Supplied records below:

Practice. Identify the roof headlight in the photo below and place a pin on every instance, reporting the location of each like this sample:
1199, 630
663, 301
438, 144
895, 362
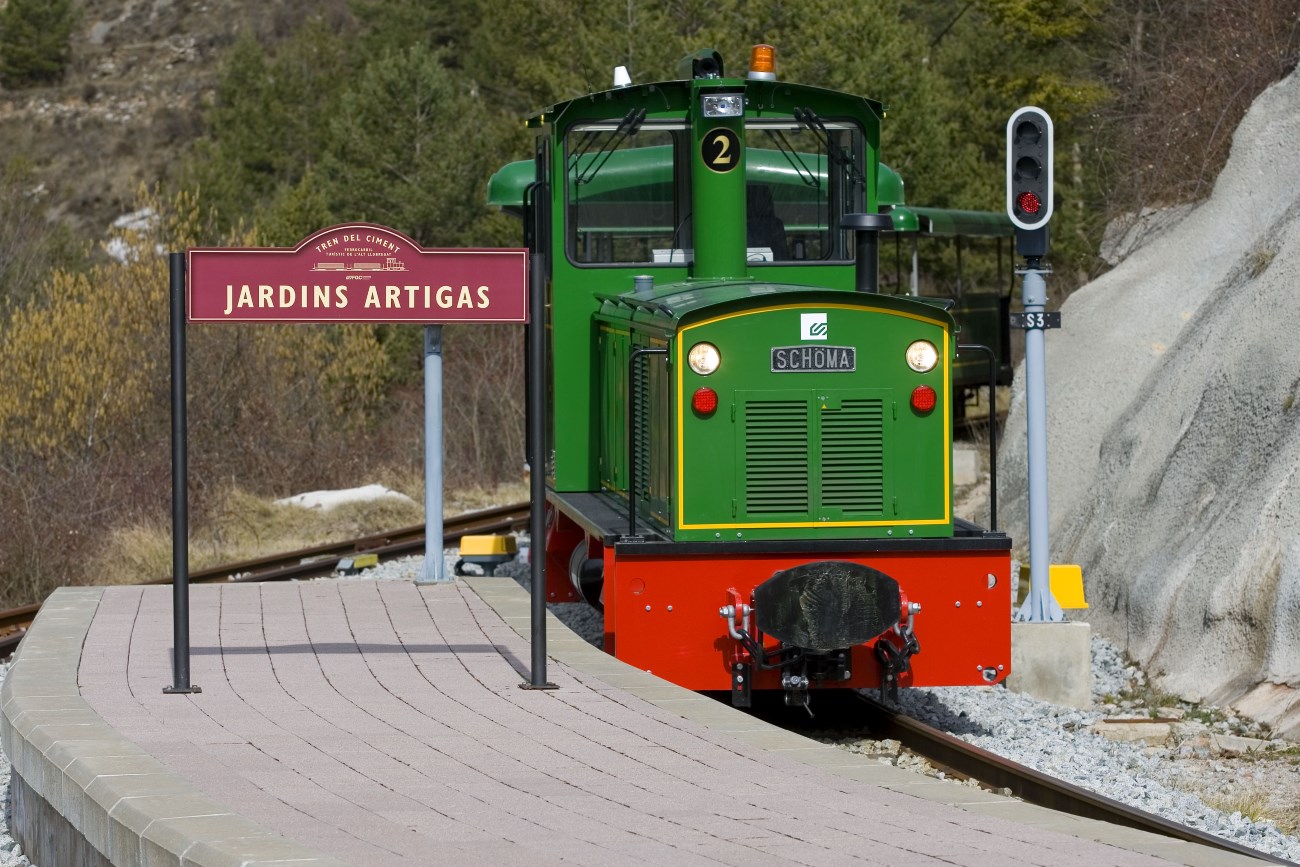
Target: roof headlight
723, 104
703, 358
922, 356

End of Supplied records.

(What is required): Pictures aside, every entry above must be repeated exactly.

(Task solution):
Practice. Identify the roof headlight in the photo below and place a pin on every instance, reporting the location of each like this sample:
1199, 630
663, 301
438, 144
895, 362
Target: roof headlight
723, 104
703, 358
922, 356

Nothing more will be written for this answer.